Exercise brief
For this exercise, set down all the records exactly as given.

Point-per-instance localization data
##############################

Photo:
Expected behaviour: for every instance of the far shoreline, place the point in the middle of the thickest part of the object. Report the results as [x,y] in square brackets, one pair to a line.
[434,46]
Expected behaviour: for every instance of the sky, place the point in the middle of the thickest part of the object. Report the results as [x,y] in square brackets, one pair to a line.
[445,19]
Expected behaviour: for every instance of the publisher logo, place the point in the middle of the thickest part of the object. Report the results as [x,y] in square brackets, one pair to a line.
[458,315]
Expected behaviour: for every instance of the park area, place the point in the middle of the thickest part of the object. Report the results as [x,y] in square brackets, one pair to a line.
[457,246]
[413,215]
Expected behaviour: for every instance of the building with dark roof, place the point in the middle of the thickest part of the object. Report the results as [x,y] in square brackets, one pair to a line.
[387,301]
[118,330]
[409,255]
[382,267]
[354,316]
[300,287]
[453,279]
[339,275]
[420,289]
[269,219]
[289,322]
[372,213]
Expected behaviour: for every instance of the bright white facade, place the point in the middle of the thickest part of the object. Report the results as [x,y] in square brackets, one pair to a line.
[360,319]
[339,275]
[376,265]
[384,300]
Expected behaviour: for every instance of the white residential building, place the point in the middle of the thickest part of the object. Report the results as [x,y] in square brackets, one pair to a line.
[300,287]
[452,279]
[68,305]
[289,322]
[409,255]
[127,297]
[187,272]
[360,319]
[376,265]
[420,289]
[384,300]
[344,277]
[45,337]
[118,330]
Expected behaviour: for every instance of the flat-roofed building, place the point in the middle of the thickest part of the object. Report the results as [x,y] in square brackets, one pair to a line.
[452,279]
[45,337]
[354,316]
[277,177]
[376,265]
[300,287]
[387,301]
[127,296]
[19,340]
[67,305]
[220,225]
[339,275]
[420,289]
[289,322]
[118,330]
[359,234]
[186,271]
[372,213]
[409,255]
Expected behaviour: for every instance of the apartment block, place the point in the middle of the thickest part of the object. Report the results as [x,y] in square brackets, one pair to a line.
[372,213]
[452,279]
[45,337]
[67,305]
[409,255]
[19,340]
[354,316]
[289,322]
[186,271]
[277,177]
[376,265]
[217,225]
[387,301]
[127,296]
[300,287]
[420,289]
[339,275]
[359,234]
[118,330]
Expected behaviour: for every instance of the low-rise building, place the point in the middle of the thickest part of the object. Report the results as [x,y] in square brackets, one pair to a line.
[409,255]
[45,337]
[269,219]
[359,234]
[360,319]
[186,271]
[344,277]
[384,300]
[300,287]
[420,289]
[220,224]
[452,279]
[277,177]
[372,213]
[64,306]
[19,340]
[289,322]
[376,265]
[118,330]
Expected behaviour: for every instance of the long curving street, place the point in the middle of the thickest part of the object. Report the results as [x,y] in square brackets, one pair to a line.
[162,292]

##############################

Answer section
Photo:
Expected behaviour: for every instance of the far shoreline, place the point in the middle of the thickest part of the object. Report the results as [x,y] in square brackets, one pair to a line.
[434,46]
Expected behaviour: for every instance of the sky, place the point in the middle of the thickest part of the object. Report the results as [x,y] in square brackets, one pair to a line.
[445,19]
Expected behaviour: for every instance of the publisher logo, place the point in the middle of the thickest part of the object. Report the results as [x,y] in square brackets, one pair to a line.
[458,315]
Expected behaviour: for every instance of the park area, place the point in the middle of the thickest part of the object. Report the results as [x,y] in square brackets, one pair to a line.
[457,246]
[413,215]
Expected behaviour: for every instance of the building with dark roof, place the point in the middle of the thickest part of the object. Report the results as [x,y] in square brackets, one pair to a line.
[387,301]
[118,330]
[409,255]
[382,267]
[354,316]
[300,287]
[453,279]
[339,275]
[420,289]
[269,219]
[289,322]
[372,213]
Expected behaviour: for every instance of the bright white facade, place the point in the middle of the thickest part of the object. Report the results as [x,y] in square brackets, one pair to a line.
[360,319]
[339,275]
[376,265]
[384,300]
Expected behaviour: for every instance of the white residential building, place the point in the middle of the thickest part of the object. Report the results as [x,y] in square brackets, one pair to a line.
[300,287]
[452,279]
[68,305]
[289,322]
[409,255]
[127,297]
[187,272]
[360,319]
[376,265]
[420,289]
[384,300]
[344,277]
[45,337]
[118,330]
Expected behaviour: for every instance of the flat-roofed building, place the point in the middle of the thickest part of the object. Report the results as [x,y] in square brackets, one pair to a line.
[452,279]
[45,337]
[354,316]
[277,177]
[376,265]
[300,287]
[387,301]
[127,296]
[19,340]
[67,305]
[220,225]
[339,275]
[420,289]
[289,322]
[118,330]
[359,234]
[186,271]
[372,213]
[409,255]
Expected behaviour: for every instance of the apartment block, place the point in the middle of the thickest part of the object. Report the results as [x,y] in square brackets, one pair to a line.
[372,213]
[452,279]
[45,337]
[67,305]
[409,255]
[19,340]
[354,316]
[289,322]
[186,271]
[277,177]
[376,265]
[217,225]
[387,301]
[127,296]
[300,287]
[420,289]
[339,275]
[359,234]
[118,330]
Expected behaviour: for every instance of the low-rise building, place the point in the middle of the thickest part of the object. Report the results as [x,y] in square brackets, one pair to a line.
[409,255]
[45,337]
[269,219]
[359,234]
[360,319]
[186,271]
[344,277]
[384,300]
[300,287]
[420,289]
[220,224]
[452,279]
[277,177]
[372,213]
[64,306]
[19,340]
[289,322]
[376,265]
[118,330]
Expected behaviour: for every instance of the long curving street, place the point in the middle of the thickest part of the object. Report the results as [x,y] in square brackets, one pair to a line.
[162,292]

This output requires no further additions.